→ Task brief:
Return exactly the lines that run from the one with "Give the mask of the orange" to the last line of the entries below, both included, and nothing else.

%%

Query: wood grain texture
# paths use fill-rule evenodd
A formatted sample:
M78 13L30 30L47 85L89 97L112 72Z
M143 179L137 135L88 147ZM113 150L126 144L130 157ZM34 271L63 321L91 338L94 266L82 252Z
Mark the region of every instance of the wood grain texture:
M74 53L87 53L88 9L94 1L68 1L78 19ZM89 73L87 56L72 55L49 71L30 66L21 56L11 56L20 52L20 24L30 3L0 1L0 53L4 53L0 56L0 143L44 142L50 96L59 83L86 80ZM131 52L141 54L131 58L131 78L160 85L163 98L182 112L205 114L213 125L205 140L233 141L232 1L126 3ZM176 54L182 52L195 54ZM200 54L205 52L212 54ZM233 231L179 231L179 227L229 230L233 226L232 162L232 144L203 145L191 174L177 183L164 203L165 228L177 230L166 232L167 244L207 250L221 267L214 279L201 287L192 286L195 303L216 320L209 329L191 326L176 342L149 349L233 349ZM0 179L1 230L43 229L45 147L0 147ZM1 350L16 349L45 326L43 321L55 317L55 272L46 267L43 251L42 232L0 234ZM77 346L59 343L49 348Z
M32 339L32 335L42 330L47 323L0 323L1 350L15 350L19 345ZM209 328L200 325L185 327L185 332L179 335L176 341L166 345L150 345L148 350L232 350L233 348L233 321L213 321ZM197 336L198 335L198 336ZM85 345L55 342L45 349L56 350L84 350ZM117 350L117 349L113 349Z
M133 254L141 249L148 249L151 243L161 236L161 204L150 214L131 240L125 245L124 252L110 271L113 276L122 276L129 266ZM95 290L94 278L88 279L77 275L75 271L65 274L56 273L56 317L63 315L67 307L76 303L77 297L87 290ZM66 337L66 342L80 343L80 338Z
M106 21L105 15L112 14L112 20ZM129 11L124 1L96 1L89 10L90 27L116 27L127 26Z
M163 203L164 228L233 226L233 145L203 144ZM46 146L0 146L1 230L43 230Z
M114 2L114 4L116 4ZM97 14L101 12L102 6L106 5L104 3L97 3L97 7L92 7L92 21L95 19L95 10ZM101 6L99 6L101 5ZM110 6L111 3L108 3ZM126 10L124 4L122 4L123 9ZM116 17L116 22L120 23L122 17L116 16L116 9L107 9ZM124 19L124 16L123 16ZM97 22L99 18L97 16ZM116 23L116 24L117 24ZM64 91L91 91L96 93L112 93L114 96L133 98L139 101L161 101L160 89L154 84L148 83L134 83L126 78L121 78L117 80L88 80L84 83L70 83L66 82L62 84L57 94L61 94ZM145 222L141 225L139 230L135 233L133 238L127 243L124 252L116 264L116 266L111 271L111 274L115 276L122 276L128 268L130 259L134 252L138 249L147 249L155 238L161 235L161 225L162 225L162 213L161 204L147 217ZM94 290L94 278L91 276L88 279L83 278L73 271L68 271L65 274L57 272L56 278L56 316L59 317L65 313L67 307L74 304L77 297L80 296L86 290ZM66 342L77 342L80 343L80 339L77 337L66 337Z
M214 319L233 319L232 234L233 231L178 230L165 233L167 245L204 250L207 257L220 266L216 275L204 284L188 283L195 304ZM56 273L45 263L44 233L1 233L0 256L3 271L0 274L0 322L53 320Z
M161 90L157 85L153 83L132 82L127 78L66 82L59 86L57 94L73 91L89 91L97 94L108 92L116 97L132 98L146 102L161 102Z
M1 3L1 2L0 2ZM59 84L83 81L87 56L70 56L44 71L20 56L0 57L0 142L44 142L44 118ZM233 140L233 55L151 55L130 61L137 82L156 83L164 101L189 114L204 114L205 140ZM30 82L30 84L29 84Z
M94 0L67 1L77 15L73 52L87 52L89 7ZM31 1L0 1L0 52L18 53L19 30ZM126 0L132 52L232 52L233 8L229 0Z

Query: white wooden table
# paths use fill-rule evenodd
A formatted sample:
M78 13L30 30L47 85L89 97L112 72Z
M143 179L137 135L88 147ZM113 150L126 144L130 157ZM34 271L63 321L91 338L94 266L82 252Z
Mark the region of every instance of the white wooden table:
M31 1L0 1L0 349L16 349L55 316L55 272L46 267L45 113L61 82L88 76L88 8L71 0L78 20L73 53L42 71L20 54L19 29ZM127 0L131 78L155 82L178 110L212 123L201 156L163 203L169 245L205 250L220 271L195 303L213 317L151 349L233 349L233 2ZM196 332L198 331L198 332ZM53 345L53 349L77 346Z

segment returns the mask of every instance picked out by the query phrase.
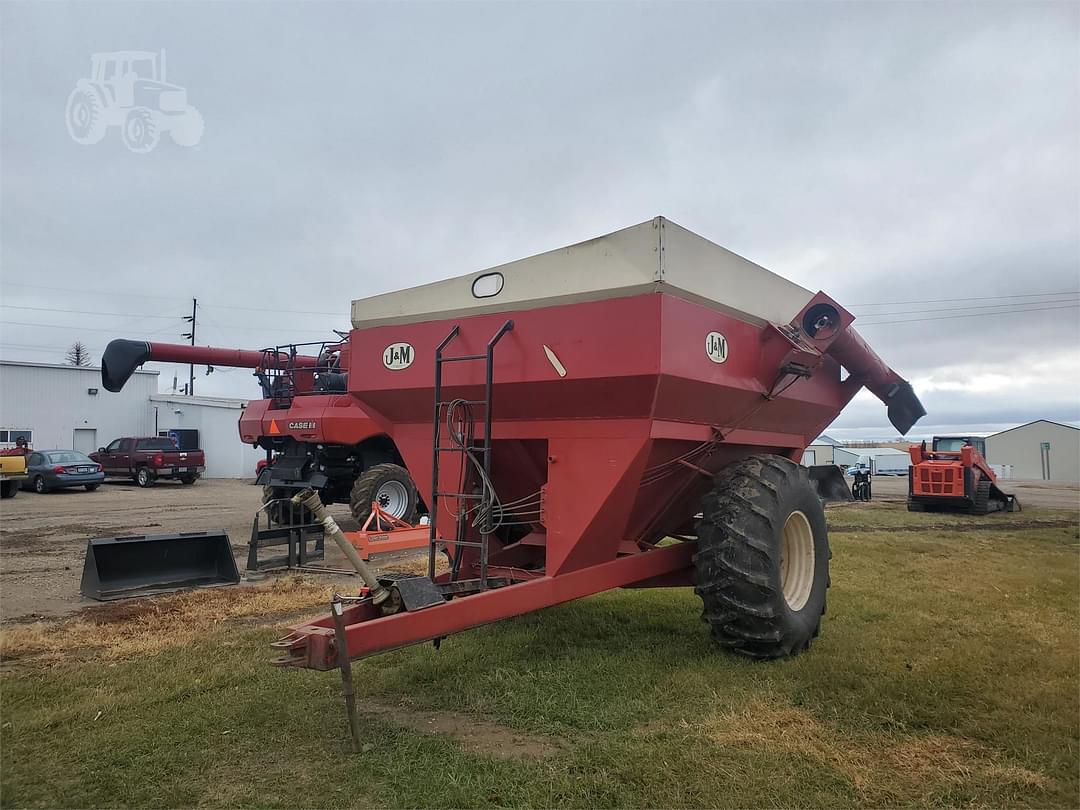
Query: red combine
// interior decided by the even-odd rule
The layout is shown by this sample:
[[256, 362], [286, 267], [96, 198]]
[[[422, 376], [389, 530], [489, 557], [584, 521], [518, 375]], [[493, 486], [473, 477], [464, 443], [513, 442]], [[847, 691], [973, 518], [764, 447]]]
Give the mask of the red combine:
[[910, 448], [909, 512], [966, 512], [986, 515], [1019, 512], [1015, 495], [1002, 492], [986, 461], [986, 440], [980, 436], [935, 436]]
[[[375, 440], [430, 515], [427, 576], [380, 579], [337, 635], [333, 616], [294, 627], [278, 663], [329, 669], [611, 588], [691, 585], [721, 646], [806, 649], [829, 583], [819, 493], [838, 470], [800, 465], [803, 449], [864, 386], [900, 433], [925, 413], [853, 320], [656, 218], [354, 301], [348, 338], [317, 356], [260, 354], [290, 398], [252, 403], [241, 435], [280, 447], [276, 480], [322, 494], [312, 442]], [[138, 345], [140, 362], [189, 361]], [[298, 446], [303, 469], [283, 464]]]
[[307, 488], [323, 503], [349, 504], [361, 524], [372, 502], [394, 518], [415, 518], [416, 485], [393, 441], [346, 390], [348, 341], [244, 351], [113, 340], [101, 358], [102, 384], [119, 391], [148, 360], [255, 370], [263, 398], [244, 409], [240, 438], [266, 450], [267, 462], [273, 458], [259, 466], [257, 482], [275, 522], [310, 522], [306, 510], [281, 501]]

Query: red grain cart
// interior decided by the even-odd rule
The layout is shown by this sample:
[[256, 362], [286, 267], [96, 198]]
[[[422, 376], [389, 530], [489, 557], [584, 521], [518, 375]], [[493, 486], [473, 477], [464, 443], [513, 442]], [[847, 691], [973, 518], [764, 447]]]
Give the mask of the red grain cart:
[[[361, 299], [352, 320], [348, 395], [431, 525], [427, 577], [344, 611], [349, 658], [669, 586], [694, 586], [721, 646], [798, 653], [830, 557], [803, 449], [863, 386], [901, 433], [925, 413], [827, 295], [663, 218]], [[436, 595], [410, 610], [416, 591]], [[276, 646], [338, 663], [329, 616]]]

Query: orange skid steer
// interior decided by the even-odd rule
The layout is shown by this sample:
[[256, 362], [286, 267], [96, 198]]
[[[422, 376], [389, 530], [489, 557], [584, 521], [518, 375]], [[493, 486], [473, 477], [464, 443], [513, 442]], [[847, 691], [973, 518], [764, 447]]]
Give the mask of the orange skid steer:
[[910, 448], [909, 512], [965, 512], [986, 515], [1019, 512], [1015, 495], [1002, 492], [986, 461], [986, 440], [978, 436], [935, 436]]

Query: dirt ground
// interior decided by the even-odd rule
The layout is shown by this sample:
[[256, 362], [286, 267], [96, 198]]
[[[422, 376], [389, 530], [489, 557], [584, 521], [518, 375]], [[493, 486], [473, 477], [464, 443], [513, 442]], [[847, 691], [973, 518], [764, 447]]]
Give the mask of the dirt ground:
[[[95, 537], [223, 529], [243, 574], [261, 493], [248, 481], [230, 479], [190, 487], [162, 481], [149, 489], [110, 481], [96, 492], [20, 492], [0, 501], [0, 621], [61, 616], [99, 604], [79, 594], [86, 541]], [[345, 531], [359, 528], [347, 506], [331, 512]], [[322, 564], [348, 567], [333, 544]]]
[[[874, 479], [878, 500], [902, 499], [906, 478]], [[1008, 482], [1022, 504], [1050, 508], [1080, 507], [1080, 485]], [[163, 534], [223, 529], [241, 572], [247, 558], [251, 520], [260, 490], [245, 481], [212, 479], [191, 487], [161, 482], [140, 489], [109, 482], [97, 492], [66, 490], [47, 495], [21, 492], [0, 502], [0, 621], [61, 616], [97, 604], [79, 594], [86, 541], [94, 537]], [[358, 528], [347, 507], [331, 511], [342, 528]], [[376, 567], [400, 563], [400, 556], [373, 559]], [[332, 544], [324, 565], [347, 568]], [[261, 579], [262, 577], [260, 577]], [[353, 582], [353, 578], [336, 578]], [[332, 583], [335, 578], [328, 578]]]
[[[904, 476], [878, 476], [873, 481], [874, 498], [903, 500], [907, 497], [907, 485], [907, 478]], [[1056, 481], [1002, 481], [1001, 488], [1005, 492], [1016, 495], [1020, 499], [1021, 506], [1080, 509], [1080, 484], [1065, 484]]]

%%

→ Reply to the exercise:
Give the mask of the orange skid steer:
[[910, 448], [909, 512], [965, 512], [986, 515], [1019, 512], [1015, 495], [1002, 492], [986, 461], [986, 440], [978, 436], [935, 436]]

Query: dirt ground
// interior decided by the even-odd rule
The layout is shown by this sample:
[[256, 362], [286, 267], [96, 198]]
[[[422, 376], [389, 530], [489, 557], [584, 521], [518, 375]], [[493, 486], [473, 477], [464, 443], [513, 442]], [[847, 691], [973, 518], [764, 447]]]
Give the mask of the dirt ground:
[[[95, 537], [223, 529], [243, 574], [261, 493], [248, 481], [230, 479], [190, 487], [162, 481], [149, 489], [110, 481], [96, 492], [20, 492], [0, 501], [0, 621], [61, 616], [99, 604], [79, 594], [86, 541]], [[345, 531], [359, 528], [347, 506], [331, 512]], [[322, 564], [348, 567], [333, 544]]]
[[[874, 479], [878, 500], [902, 499], [906, 478]], [[1008, 482], [1022, 504], [1050, 508], [1080, 507], [1080, 485]], [[163, 534], [223, 529], [241, 572], [247, 558], [251, 520], [260, 490], [245, 481], [212, 479], [191, 487], [161, 482], [140, 489], [109, 482], [97, 492], [66, 490], [47, 495], [21, 492], [0, 502], [0, 621], [61, 616], [97, 604], [79, 594], [86, 541], [94, 537]], [[358, 528], [347, 507], [331, 511], [342, 528]], [[376, 567], [400, 563], [400, 556], [373, 559]], [[332, 544], [324, 565], [347, 568]], [[261, 579], [262, 577], [260, 577]], [[353, 582], [353, 578], [336, 578]], [[332, 583], [335, 578], [328, 578]]]
[[[904, 476], [878, 476], [873, 481], [874, 498], [903, 500], [907, 497], [907, 485], [907, 478]], [[1056, 481], [1002, 481], [1001, 488], [1005, 492], [1016, 495], [1020, 499], [1021, 506], [1080, 509], [1080, 484], [1065, 484]]]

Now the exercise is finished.